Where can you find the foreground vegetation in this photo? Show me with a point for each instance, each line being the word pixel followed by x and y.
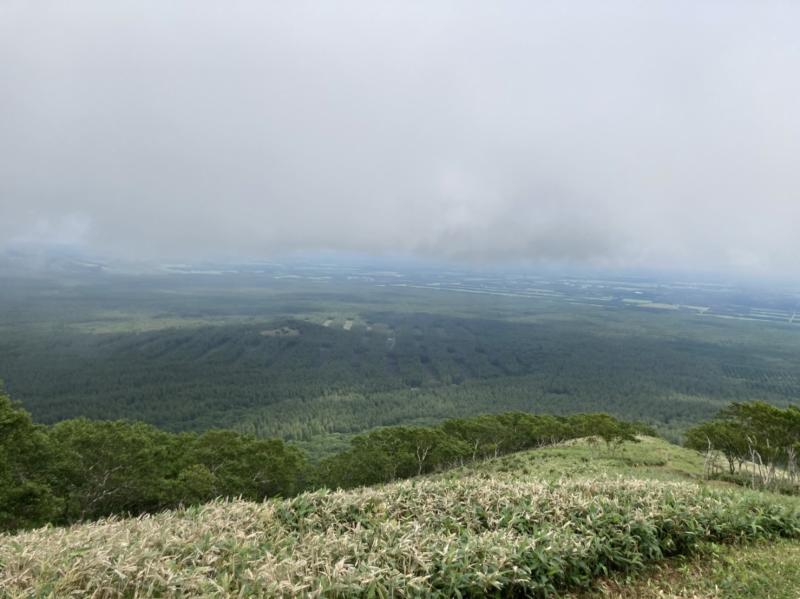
pixel 80 469
pixel 767 569
pixel 475 531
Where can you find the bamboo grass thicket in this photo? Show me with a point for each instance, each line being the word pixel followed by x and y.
pixel 479 535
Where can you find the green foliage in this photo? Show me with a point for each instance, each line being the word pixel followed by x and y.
pixel 474 536
pixel 387 454
pixel 188 354
pixel 759 441
pixel 83 469
pixel 26 470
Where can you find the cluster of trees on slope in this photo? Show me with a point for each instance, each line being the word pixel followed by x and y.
pixel 83 469
pixel 759 442
pixel 233 376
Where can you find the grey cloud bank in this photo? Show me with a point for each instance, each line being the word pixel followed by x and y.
pixel 609 133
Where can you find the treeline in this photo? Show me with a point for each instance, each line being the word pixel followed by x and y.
pixel 82 469
pixel 759 444
pixel 390 368
pixel 396 452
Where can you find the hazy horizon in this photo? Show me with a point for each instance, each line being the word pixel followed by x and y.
pixel 621 136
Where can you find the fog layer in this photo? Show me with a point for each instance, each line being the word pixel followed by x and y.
pixel 610 133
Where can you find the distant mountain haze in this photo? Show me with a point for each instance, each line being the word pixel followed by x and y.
pixel 615 134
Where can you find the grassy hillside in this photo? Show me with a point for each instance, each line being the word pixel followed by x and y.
pixel 577 516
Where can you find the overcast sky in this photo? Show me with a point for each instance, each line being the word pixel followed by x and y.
pixel 610 133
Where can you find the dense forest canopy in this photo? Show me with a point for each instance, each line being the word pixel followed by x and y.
pixel 83 469
pixel 318 354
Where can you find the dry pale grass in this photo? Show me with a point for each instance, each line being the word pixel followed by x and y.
pixel 476 536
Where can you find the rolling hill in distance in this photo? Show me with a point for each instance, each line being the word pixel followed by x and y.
pixel 312 352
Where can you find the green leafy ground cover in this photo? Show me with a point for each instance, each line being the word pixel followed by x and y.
pixel 537 523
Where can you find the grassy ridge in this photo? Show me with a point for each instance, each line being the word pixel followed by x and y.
pixel 475 532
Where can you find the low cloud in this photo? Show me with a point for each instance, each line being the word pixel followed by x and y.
pixel 613 133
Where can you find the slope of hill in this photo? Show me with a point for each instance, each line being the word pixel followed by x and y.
pixel 530 524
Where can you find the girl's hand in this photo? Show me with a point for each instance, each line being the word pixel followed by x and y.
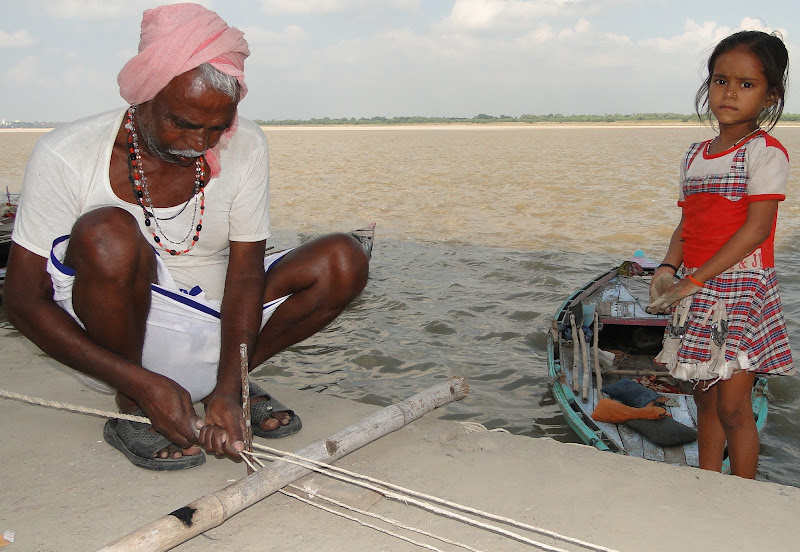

****************************************

• Written instruction: Rewrite all of the lines above with "Show me" replaced by "Mark" and nothing else changed. Leave the pictures out.

• The completed task:
Where can you find the foreground vegetation in this photo? Mark with a point for each instance, each line being the word pixel followed by x and y.
pixel 80 469
pixel 767 569
pixel 475 531
Where can you find the bamboo grass thicket in this photo? Mark with a point for each instance, each line being the word pixel followed by x and y.
pixel 479 535
Where can you find the green foliage in this photo? Mark with a point for each instance, each line being the word pixel followed by x and y.
pixel 474 536
pixel 387 454
pixel 188 354
pixel 759 441
pixel 83 469
pixel 26 470
Where can you find the cluster of trees on slope in this photo? Mark with a point for each instance, each line being the word pixel followed by x and y.
pixel 83 469
pixel 759 442
pixel 233 376
Where can you find the grey cloud bank in this photo? Mark with a point for each instance, each line being the word pixel followed by x and y.
pixel 609 133
Where can you find the treeline in this photo? Mark with a point for each instance, each line being the word pixel followed by x and y.
pixel 82 469
pixel 759 444
pixel 390 368
pixel 396 452
Where can you find the hazy horizon in this photo? Mark with a point for each instance, each line being the word pixel followed by x and y.
pixel 621 136
Where can you find the fog layer in this photo? Mark with a point for each instance, each line being the word pixel followed by x and y.
pixel 610 133
Where can you find the distant mountain haze in this photo? Mark with a point for each instance, each line being the word pixel followed by x and y.
pixel 615 134
Where can you find the grassy hillside in this photo? Mark with a point for each instance, each line being the word pixel followed by x and y.
pixel 577 516
Where can you find the overcast sky in this photo? Mark with a point for each instance, each line being the word pixel followed by x and y.
pixel 610 133
Where can you find the dense forest canopy in this photo? Mark with a point for each instance, each line being the word pixel followed by x and y.
pixel 83 469
pixel 318 354
Where can you find the dry pale grass in this photo? Mark with a point for each instance, each line being the word pixel followed by x and y.
pixel 476 536
Where can you find the rolling hill in distance in this photo? Mark with a point for each instance, each line being the word pixel followed by x and y.
pixel 312 352
Where can you find the green leafy ground cover in this photo? Mark with a point for each instance, each line being the word pixel followed by x and y.
pixel 537 523
Where can you find the grassy ridge in this photo? Mark with a point for each instance, each line being the word pixel followed by x and y.
pixel 475 532
Where can you find the low cloud in this photo? Mark with a point for each instance, each line being the word pixel followed by x and y.
pixel 613 133
Where can you find the slope of hill in this photo? Mark with a point for each instance, each line being the word pixel followed by x and y.
pixel 530 524
Where can you find the girl's hand in this photo? Mark with a point for each instance, each line being the word pixel followed by x and y.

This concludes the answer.